Brief: Repeat the data as given. Images do not go in the copy.

- Opening Delimiter -

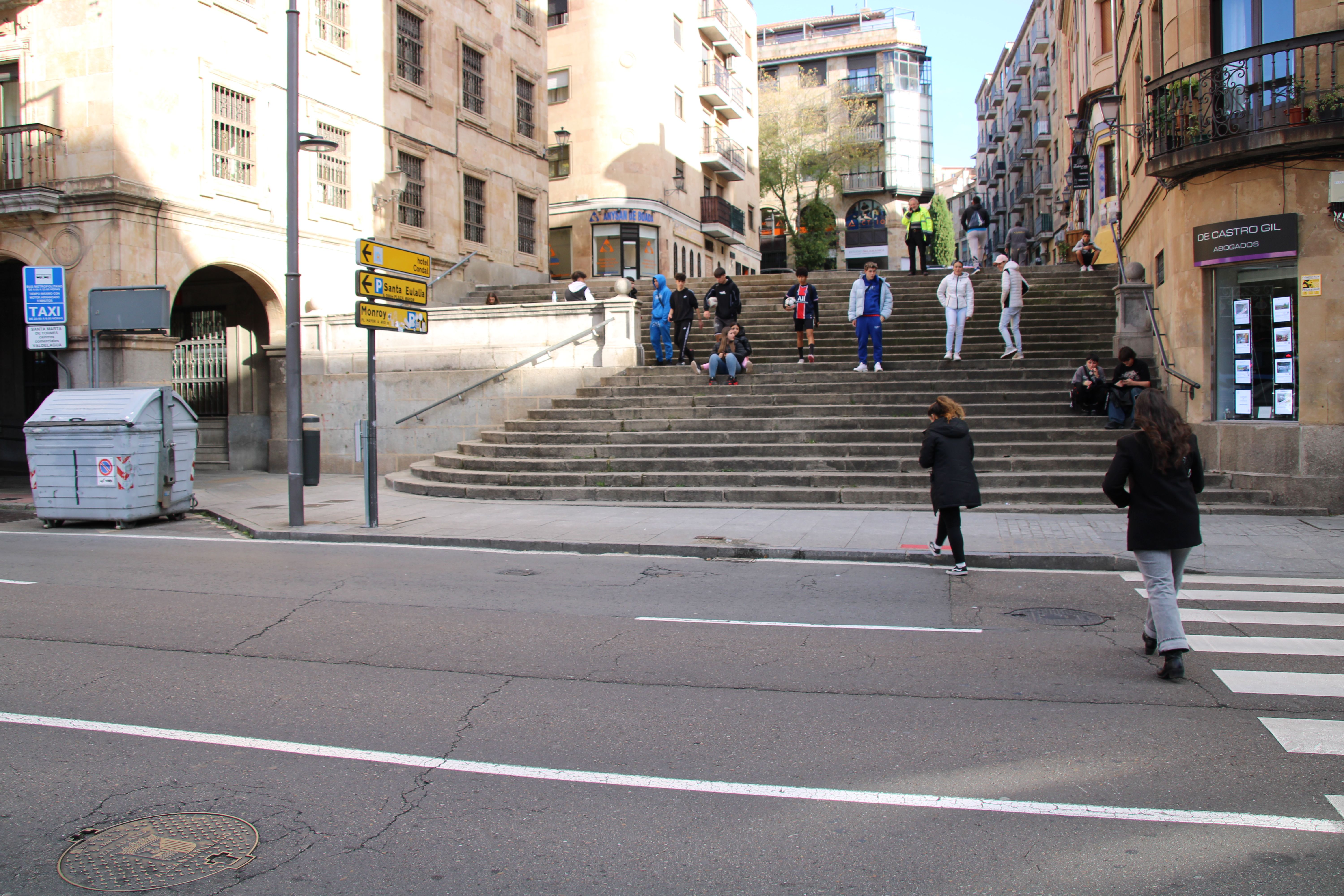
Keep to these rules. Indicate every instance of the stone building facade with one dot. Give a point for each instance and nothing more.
(880, 57)
(654, 163)
(134, 162)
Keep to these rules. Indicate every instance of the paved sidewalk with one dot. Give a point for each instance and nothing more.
(335, 512)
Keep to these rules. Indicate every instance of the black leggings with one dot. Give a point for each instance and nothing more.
(950, 528)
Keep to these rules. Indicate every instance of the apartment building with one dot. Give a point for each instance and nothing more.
(1228, 124)
(139, 158)
(1018, 150)
(653, 144)
(876, 57)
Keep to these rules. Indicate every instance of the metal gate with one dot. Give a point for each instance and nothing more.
(200, 363)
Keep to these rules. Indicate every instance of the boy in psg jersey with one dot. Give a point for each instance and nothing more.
(803, 302)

- Closing Delimiter -

Task answer:
Keep to these rules. Indicate every instance of the stone building facade with one dot. Give a point for each instance and nothing more.
(880, 57)
(654, 163)
(134, 162)
Keep to these rules. Indicate every instance of the paved sidewalk with one dot. Give a point for each instance and nothing more.
(335, 512)
Keep to these rules. Indicate every instance of the black leggings with one dot. Give a point for each instance and nothing more.
(950, 528)
Keep to these rules. Indicate every instance of the apartment building with one dot. Give a point for each instance and nothing more.
(1228, 124)
(139, 158)
(1018, 150)
(653, 144)
(876, 57)
Keep to these rules. Indicate every instance of the metal gate with one dot. Give a point for each instance and nothing more.
(200, 363)
Keep to these rules. Indicate every instance of the boy in psg jersey with one dot. Give a point for each instance and nothing more.
(803, 302)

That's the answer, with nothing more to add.